Brief: Copy out the listing below word for word, every line in its original order.

Entries shown:
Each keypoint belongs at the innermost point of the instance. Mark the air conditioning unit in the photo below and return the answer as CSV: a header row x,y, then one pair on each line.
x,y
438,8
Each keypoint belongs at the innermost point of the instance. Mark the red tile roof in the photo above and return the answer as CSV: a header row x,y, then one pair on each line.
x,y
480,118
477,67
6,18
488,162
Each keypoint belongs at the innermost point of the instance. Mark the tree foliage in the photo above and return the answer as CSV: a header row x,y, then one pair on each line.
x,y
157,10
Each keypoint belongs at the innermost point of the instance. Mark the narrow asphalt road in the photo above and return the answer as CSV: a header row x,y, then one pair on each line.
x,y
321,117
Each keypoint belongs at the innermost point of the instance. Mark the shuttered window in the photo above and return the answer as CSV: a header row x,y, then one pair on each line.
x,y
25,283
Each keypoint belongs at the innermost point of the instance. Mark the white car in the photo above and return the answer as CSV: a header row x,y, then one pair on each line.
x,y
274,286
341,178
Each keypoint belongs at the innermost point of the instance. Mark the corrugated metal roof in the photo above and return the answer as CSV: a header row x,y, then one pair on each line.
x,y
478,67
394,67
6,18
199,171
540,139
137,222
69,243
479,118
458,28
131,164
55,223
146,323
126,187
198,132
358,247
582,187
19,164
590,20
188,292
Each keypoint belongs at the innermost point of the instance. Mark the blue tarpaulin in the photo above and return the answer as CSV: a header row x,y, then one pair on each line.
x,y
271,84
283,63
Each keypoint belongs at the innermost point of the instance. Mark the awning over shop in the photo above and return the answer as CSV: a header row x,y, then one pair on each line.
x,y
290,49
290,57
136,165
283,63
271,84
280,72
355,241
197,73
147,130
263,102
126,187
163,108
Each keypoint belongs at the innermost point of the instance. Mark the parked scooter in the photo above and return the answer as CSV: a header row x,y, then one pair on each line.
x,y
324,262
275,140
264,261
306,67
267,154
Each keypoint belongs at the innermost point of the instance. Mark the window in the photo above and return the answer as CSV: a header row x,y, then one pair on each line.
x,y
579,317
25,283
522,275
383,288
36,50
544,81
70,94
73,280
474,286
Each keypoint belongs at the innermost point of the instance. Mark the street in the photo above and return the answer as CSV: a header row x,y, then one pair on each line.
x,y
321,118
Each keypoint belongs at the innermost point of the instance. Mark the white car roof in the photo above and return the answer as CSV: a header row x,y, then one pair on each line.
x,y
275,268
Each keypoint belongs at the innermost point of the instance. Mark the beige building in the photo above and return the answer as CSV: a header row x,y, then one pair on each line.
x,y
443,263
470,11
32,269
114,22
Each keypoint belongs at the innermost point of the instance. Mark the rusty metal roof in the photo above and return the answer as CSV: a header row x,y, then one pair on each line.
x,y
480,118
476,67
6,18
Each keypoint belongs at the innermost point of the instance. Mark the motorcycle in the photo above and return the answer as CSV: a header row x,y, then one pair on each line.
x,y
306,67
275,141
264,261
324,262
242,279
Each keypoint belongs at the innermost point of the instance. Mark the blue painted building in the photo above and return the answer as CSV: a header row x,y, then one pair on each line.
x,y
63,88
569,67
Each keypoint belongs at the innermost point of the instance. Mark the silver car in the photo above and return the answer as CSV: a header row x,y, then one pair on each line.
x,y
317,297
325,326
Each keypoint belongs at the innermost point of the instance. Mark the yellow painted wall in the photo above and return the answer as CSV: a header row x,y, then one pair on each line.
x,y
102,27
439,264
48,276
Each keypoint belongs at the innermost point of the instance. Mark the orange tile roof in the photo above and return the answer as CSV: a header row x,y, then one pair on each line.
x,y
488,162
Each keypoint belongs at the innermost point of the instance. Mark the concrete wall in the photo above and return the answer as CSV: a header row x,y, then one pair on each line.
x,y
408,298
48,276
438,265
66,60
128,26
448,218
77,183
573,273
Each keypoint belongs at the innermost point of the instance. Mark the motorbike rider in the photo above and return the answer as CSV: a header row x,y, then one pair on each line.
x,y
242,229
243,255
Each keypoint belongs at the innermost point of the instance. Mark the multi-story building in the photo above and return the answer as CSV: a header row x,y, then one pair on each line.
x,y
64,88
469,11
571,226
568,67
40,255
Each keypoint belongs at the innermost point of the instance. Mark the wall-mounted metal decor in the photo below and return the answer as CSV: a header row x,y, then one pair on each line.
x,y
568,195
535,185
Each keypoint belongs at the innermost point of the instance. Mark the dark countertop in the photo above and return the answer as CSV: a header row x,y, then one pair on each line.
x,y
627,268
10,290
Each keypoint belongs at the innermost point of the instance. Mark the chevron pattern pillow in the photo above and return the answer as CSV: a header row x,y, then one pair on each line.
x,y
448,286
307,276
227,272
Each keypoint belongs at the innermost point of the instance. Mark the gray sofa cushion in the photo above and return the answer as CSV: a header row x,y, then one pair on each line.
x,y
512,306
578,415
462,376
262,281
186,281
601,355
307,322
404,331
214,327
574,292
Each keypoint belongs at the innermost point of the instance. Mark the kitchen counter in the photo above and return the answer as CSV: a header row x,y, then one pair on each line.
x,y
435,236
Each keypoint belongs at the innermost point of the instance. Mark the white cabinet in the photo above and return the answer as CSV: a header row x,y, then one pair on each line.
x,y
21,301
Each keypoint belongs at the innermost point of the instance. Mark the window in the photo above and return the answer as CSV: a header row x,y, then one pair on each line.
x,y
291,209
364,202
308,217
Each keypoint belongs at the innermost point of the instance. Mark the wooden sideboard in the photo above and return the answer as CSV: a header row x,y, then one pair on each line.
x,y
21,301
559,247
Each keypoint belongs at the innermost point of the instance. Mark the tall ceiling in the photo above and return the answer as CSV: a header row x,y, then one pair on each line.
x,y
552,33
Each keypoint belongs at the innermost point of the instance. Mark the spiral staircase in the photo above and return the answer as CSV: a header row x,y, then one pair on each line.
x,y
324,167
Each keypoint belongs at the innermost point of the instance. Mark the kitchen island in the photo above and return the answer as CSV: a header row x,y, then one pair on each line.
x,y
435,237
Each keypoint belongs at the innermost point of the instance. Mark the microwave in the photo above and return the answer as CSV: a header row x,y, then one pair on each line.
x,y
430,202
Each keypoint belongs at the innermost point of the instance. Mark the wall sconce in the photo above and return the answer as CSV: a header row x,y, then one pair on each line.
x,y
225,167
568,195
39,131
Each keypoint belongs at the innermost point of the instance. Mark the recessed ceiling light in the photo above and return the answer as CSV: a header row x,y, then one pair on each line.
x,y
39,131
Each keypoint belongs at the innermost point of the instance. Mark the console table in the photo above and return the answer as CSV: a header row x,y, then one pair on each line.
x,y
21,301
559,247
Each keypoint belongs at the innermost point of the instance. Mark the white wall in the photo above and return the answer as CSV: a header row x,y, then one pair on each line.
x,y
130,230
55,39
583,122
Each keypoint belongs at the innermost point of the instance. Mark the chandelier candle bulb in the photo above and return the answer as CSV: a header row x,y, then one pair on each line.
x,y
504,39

Response:
Each keypoint belongs at the innermost point of the instance. Mark the air conditioning unit in the photo below and return the answer as CSV: a header row x,y, then one pair on each line.
x,y
438,8
Each keypoint belongs at the innermost point of the instance. Mark the red tile roof in the photo above and return the answer as CSV: a header row x,y, then one pair on each line.
x,y
480,118
477,67
6,18
488,162
Each keypoint belongs at the innermost point of the instance. Mark the tree foliage in the photo above and return the answer as CSV: a header row x,y, then one pair on each line.
x,y
157,10
Each keypoint belongs at the innermost point of the instance. Mark the narrow asphalt road in the photo above and return the answer as CSV: a header row x,y, then one pair on each line.
x,y
321,117
Each keypoint belongs at the innermost point of the instance. Mark the shuttered window in the photo above and return the answer as CSV: a header row x,y, then one pair on each line.
x,y
25,283
Each keypoint belongs at the innermost point of the instance. Mark the white car in the photo above and return the answer as CSV: a header row x,y, then one pair on each line.
x,y
274,286
341,178
Each keypoint belongs at the innermost point of the instance. Mark the corrugated metal roof in the photo above and return the answer as CSV: a header row x,y, then one pair on each line.
x,y
478,67
394,67
6,18
199,171
540,139
137,222
69,243
479,118
458,28
131,164
55,223
146,323
126,187
198,132
358,247
582,187
19,164
590,20
188,292
Each keypoint belongs at the innermost point of the instance. Mark the blue tarpaulin in the photo above and return the answer as CSV: a header row x,y, then one pair on each line.
x,y
271,84
283,63
Each keypoint belongs at the innermost point of the instance. Mark the awning over shop in the photo above and return the answer as CSV: a header row x,y, then one pair on each line.
x,y
290,49
290,57
136,165
283,63
271,84
280,72
355,241
197,73
147,130
263,102
126,187
163,108
Each keypoint belongs at the innermost point of the instance. Mark the parked scooter in the photo above and return the answer as CSV: a header row x,y, then one pair on each line.
x,y
324,262
275,140
264,261
306,67
267,154
Each keypoint belongs at the innermost point of the instance. Mark the window in the photo above and return the answer as CSV: a header row x,y, then one pair on each line.
x,y
579,317
25,283
522,275
383,288
36,50
544,81
70,94
73,280
474,286
Each keypoint belongs at the innermost point of the instance. Mark the street in the photo above and return the answer as CSV: a header row x,y, then one pair on each line.
x,y
321,118
Each keypoint belongs at the innermost point of the instance. Mark the white car roof in the photo above and return the answer as CSV: a header row x,y, then one pair on each line.
x,y
275,268
Each keypoint belongs at the innermost point of the instance. Mark the beige building in the photo above and return the answer as CSV: a header row x,y, then one pair on each line.
x,y
443,263
470,11
32,269
114,22
Each keypoint belongs at the innermost point of the instance. Mark the rusty metal roof in the photo above and return the answer as CSV: a header row x,y, then one pair on each line.
x,y
480,118
476,67
6,18
Each keypoint belongs at the innermost point of the instance. Mark the motorcycle in the photo above and return the answer as CSV: a header row x,y, then one pair on each line.
x,y
306,67
275,141
264,261
324,262
242,279
Each keypoint belongs at the innermost point of the instance. Mark the blue painted building in the photo above and return the answer as CSV: a header row x,y, then one pair on each line.
x,y
63,88
569,67
Each keypoint belongs at the innermost point of the instance. Mark the silver car in the photo above and return the answer as CSV: a header row x,y, then one pair on each line.
x,y
317,297
325,326
Each keypoint belongs at the innermost point of the instance. Mark the yellow painted wall in the photo above and return the answer as CSV: a header row x,y, then one pair on each line.
x,y
102,27
439,264
48,276
Each keypoint belongs at the innermost point of the instance. Mark the orange tile roof in the photo above and return the answer as CSV: a header row x,y, then one pair on each line.
x,y
488,162
Each keypoint belongs at the innermost point of the instance. Mark the concrete wall in the photo above and return the answer as CSV: a header row x,y, then one pair on each line.
x,y
408,298
48,276
438,265
66,60
128,26
448,218
77,183
573,273
Each keypoint belongs at the innermost point of the instance. Mark the motorbike rider in the photo above and return the answer as CSV: a header row x,y, then one pair on each line.
x,y
242,229
243,255
Each keypoint belongs at the innermost point of the instance. Mark the multi-story building in the photo above and return the answer as CSV: a header row x,y, then one pair on each line.
x,y
64,88
469,11
571,226
568,67
40,255
Each keypoint belongs at the innermost point of the instance. Mark the wall-mounted metal decor in the photo below and return the answer as CSV: a header row x,y, then one pair on each line.
x,y
568,195
535,185
Each keypoint belongs at the innermost point of the instance. Mark the dark countertop in the photo above and return the answer as CSV: a header row x,y, then one pair on each line.
x,y
627,268
10,290
Each keypoint belongs at the innermost point of the instance. Mark the chevron pattern pillow in the photo above and return the answer as CSV: a header row x,y, then one pair on each line.
x,y
448,286
307,276
227,272
Each keypoint belongs at the innermost point of the instance. Mark the gray sofa cushion in the photo above and return the answer as CSV: a header row x,y, then one pair on each line.
x,y
512,306
578,415
462,376
262,281
186,281
601,355
307,322
404,331
214,327
574,292
Each keypoint belongs at the innermost point of the instance. Mark the kitchen counter in the photo above and return the answer as CSV: a header row x,y, then one pair on each line.
x,y
435,236
Each keypoint belongs at the innermost point of the instance. Mark the white cabinet in the photo above and return the answer as CSV: a header row x,y, then one pair on each line.
x,y
21,301
Each keypoint belongs at the innermost point of the instance. Mark the window in the photo above and return the answer as CSV: a header row x,y, then one pair on each line.
x,y
291,209
364,202
308,217
Each keypoint belongs at the innermost point of the instance. Mark the wooden sideboard in the photo above and return the answer as CSV: a header row x,y, then one pair on each line.
x,y
21,301
559,247
Each keypoint belongs at the innermost point of the instance. Mark the tall ceiling in the photo above and return the answer as CSV: a header row x,y, then one pair on each line.
x,y
552,33
Each keypoint belongs at the innermost point of the instance. Mark the spiral staircase in the photo above and return the answer as CSV: a header row x,y, then one pair on each line.
x,y
324,167
Each keypoint belongs at the innermost point of the instance. Mark the kitchen island in the photo above and return the answer as CSV: a header row x,y, then one pair on each line.
x,y
435,237
Each keypoint belongs at the innermost point of the instance. Mark the microwave in the photo above and return the answer as CSV: a header row x,y, then one pair on each line.
x,y
430,202
Each keypoint belongs at the innermost point of the instance. Mark the wall sconce in the photo above and return the answer as CSV: a header row x,y, then one pair on each line.
x,y
225,167
568,195
39,131
Each keypoint belongs at the innermost point of the instance. Mark the recessed ceiling light in the photo above and return the answer as CSV: a header row x,y, then one pair on each line.
x,y
39,131
Each keypoint belongs at the innermost point of the instance. Mark the console table in the photo above and return the answer as CSV: a header row x,y, then one pair on each line.
x,y
21,301
559,247
Each keypoint belongs at the innermost point of the instance. Mark the white wall in the photo above and return the answer as CSV: a header row x,y, then one pair on each line.
x,y
130,230
55,39
583,122
Each keypoint belongs at the innermost point of the instance. Mark the chandelier candle bulb in the photo above and return the answer as CSV: a header row x,y, then one pair on each line.
x,y
504,39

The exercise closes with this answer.